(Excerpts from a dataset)
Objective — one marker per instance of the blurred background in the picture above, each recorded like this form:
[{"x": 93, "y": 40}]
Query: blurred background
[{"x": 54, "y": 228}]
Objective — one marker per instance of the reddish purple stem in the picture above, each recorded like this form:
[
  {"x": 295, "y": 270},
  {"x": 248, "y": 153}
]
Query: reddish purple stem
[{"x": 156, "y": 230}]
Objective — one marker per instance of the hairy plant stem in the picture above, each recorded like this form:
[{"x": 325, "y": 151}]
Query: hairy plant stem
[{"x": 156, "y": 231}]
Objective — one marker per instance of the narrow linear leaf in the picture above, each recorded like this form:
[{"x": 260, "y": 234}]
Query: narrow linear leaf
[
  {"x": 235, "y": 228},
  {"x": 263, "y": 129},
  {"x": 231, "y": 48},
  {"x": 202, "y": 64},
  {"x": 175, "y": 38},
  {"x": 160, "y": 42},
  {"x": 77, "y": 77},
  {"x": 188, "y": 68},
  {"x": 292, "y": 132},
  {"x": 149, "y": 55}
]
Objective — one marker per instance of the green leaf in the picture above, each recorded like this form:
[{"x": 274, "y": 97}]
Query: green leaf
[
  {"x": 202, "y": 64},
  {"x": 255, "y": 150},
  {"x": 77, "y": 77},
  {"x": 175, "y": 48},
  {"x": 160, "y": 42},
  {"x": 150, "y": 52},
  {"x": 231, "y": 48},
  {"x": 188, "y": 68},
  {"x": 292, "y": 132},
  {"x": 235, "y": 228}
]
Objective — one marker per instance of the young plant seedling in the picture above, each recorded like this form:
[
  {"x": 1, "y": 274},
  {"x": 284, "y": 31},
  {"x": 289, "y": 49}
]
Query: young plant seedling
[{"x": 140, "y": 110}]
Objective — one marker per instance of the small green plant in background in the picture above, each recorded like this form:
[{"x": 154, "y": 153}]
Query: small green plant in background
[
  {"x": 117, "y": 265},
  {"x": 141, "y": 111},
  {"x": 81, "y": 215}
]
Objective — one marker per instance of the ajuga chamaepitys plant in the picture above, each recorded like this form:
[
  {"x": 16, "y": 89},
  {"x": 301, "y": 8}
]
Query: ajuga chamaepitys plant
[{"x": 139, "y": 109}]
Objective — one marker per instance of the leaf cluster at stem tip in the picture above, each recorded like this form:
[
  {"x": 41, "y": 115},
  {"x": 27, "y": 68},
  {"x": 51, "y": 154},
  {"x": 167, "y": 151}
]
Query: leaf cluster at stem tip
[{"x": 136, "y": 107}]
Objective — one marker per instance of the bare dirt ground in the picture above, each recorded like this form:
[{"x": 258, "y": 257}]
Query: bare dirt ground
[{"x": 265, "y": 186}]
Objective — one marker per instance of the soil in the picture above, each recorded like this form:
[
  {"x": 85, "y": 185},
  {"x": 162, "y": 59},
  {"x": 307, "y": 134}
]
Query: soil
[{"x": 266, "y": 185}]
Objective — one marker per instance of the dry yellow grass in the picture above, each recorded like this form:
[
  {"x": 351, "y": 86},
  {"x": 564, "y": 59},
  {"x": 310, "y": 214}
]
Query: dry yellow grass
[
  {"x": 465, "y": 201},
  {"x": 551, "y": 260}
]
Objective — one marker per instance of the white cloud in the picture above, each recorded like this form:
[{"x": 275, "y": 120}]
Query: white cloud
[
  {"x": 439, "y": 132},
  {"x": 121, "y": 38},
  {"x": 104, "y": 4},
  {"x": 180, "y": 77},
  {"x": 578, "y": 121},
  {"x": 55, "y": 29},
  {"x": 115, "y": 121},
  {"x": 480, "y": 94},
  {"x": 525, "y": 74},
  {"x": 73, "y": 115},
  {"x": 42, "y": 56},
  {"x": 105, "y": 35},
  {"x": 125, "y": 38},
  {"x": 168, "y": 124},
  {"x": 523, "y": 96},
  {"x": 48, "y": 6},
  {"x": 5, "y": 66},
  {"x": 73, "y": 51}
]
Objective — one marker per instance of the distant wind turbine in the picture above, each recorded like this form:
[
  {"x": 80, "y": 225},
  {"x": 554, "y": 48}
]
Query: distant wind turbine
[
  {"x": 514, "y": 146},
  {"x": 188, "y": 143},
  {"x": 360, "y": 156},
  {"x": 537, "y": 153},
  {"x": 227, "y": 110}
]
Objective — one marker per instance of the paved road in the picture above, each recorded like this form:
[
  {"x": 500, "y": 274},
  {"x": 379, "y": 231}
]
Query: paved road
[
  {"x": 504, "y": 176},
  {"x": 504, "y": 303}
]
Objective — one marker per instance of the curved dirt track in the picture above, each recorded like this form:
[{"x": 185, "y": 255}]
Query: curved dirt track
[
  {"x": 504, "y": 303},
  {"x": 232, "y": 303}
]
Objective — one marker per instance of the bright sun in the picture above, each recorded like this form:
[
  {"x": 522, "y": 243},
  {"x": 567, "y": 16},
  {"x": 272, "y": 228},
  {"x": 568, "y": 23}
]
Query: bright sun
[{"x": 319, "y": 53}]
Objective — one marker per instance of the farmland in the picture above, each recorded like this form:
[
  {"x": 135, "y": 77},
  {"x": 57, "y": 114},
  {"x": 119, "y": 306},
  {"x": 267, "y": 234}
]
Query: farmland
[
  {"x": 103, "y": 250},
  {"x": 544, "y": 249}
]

▶ **Required action**: Transcribe the records above exactly, beginning at the line that contains "Query: blurred background" and ending with the line that contains "Objective — one marker per instance of the green", both included, and nothing else.

▶ **Written response**:
Query: blurred background
[{"x": 54, "y": 228}]
Objective — one marker per instance of the reddish purple stem in the picture above, each recorded like this form:
[
  {"x": 295, "y": 270},
  {"x": 248, "y": 153}
]
Query: reddish purple stem
[{"x": 156, "y": 230}]
Objective — one marker per instance of the hairy plant stem in the picture above, each recorded like this form:
[{"x": 325, "y": 151}]
Query: hairy plant stem
[{"x": 156, "y": 231}]
Objective — one marker per instance of the narrow linear leaf in the picture above, each recorded like this form:
[{"x": 260, "y": 234}]
Query: narrow linear leaf
[
  {"x": 235, "y": 228},
  {"x": 263, "y": 129},
  {"x": 231, "y": 48},
  {"x": 202, "y": 64},
  {"x": 175, "y": 38},
  {"x": 160, "y": 42},
  {"x": 77, "y": 77},
  {"x": 188, "y": 68},
  {"x": 292, "y": 132},
  {"x": 149, "y": 55}
]
Objective — one marker per instance of the green leaf in the picture above, each recorded like this form:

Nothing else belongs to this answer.